Copy out each line of the data holding "cloud".

=======

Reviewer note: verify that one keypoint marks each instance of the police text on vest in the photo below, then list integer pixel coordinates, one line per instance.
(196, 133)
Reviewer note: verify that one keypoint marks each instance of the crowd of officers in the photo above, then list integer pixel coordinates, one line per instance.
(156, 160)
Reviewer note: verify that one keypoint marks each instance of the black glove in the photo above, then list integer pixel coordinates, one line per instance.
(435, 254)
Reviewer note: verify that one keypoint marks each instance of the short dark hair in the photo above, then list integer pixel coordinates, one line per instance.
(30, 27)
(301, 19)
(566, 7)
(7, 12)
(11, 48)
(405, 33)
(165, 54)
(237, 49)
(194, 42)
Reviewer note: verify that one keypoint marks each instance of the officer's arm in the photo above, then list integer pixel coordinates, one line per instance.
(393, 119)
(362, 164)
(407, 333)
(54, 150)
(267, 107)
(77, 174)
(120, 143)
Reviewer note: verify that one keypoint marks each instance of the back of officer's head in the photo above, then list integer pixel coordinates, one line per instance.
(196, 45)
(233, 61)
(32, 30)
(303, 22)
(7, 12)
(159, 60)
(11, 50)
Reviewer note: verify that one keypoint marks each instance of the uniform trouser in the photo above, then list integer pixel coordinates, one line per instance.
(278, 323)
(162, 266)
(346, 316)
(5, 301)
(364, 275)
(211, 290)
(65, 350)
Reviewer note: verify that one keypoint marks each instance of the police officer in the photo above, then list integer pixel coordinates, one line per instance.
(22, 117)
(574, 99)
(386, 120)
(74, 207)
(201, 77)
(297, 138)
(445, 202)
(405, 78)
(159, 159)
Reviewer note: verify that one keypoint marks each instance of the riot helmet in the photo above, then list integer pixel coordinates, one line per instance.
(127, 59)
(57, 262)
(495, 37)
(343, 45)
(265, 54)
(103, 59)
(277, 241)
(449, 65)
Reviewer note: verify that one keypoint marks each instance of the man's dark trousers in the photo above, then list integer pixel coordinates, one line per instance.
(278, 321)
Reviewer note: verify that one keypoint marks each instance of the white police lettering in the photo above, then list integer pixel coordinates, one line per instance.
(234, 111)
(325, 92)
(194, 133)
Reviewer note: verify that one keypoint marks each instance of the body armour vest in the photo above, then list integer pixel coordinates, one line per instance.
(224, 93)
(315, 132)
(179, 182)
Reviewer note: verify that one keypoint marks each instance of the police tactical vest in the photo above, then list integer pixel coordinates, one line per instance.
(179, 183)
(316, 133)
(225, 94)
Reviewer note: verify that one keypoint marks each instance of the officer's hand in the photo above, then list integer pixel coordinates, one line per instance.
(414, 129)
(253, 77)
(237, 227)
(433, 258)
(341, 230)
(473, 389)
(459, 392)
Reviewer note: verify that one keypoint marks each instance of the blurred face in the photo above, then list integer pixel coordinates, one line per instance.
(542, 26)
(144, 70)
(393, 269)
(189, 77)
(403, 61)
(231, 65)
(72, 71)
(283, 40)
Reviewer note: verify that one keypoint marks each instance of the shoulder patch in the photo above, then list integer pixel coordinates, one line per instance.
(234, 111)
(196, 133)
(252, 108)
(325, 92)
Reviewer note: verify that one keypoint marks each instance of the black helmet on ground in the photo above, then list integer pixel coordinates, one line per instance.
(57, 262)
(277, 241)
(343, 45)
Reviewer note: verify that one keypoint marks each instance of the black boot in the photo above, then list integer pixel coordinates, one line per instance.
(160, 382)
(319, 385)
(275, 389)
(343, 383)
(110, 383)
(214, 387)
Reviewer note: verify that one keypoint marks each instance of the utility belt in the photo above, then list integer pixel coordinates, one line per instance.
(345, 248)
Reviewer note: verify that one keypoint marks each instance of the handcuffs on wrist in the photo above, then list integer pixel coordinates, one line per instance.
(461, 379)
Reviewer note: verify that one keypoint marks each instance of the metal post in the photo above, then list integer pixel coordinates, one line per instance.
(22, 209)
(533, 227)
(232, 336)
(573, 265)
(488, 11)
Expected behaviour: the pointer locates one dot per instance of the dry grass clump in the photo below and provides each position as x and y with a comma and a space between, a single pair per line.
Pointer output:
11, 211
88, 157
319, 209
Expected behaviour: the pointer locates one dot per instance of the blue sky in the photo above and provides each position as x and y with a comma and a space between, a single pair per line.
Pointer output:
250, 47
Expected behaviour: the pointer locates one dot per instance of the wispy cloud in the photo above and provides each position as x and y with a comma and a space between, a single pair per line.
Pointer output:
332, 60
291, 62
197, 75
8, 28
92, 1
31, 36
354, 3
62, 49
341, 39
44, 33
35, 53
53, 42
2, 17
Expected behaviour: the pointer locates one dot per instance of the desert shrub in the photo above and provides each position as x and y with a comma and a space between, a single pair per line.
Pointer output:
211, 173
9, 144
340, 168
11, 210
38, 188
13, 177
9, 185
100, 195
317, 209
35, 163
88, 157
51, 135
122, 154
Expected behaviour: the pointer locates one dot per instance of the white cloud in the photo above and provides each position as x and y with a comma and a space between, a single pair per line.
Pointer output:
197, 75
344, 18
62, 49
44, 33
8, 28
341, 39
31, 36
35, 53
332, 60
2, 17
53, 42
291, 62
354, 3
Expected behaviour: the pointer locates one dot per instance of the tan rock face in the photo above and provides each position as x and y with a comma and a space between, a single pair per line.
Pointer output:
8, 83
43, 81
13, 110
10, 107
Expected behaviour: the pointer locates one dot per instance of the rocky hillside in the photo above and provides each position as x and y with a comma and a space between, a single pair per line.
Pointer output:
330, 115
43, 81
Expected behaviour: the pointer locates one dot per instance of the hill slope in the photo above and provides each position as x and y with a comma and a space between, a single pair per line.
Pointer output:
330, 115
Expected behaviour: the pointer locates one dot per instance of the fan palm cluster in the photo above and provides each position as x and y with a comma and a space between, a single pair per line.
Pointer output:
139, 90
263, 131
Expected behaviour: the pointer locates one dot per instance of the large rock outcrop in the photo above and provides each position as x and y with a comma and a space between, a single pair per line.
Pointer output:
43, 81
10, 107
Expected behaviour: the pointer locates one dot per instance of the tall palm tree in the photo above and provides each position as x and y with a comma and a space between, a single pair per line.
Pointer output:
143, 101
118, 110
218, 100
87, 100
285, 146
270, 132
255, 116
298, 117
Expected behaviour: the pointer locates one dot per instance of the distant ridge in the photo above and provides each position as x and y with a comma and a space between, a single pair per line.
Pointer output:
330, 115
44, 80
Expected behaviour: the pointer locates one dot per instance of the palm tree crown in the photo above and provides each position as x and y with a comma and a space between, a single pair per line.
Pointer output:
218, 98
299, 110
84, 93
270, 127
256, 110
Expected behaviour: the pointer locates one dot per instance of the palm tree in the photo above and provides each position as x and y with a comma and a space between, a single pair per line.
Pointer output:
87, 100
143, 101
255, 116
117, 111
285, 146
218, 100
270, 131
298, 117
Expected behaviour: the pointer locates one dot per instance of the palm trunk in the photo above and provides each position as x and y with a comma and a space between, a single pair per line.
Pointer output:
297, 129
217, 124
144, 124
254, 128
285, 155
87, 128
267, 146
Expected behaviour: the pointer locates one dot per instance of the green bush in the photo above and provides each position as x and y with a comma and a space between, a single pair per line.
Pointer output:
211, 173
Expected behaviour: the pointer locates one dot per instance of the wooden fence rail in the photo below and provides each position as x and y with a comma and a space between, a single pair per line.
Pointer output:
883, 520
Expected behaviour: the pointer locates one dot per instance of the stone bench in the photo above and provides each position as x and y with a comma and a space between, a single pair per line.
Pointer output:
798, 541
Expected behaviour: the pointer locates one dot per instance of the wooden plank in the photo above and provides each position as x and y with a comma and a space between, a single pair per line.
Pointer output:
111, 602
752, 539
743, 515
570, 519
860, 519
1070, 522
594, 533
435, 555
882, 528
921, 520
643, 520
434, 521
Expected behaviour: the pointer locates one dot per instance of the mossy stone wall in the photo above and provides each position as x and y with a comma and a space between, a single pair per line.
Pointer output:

=======

• WRITTEN RESPONSE:
Expected behaviour: the pointer locates one dot per instance of the wispy cloud in the photo above and provides each position as x and y with a comma and a space between, a single pair per line.
Expected behaviour: the pointer locates one dot per instance of the white cloud in the photo above and provides each position as x and y with a comma and a space between, a single pair per line.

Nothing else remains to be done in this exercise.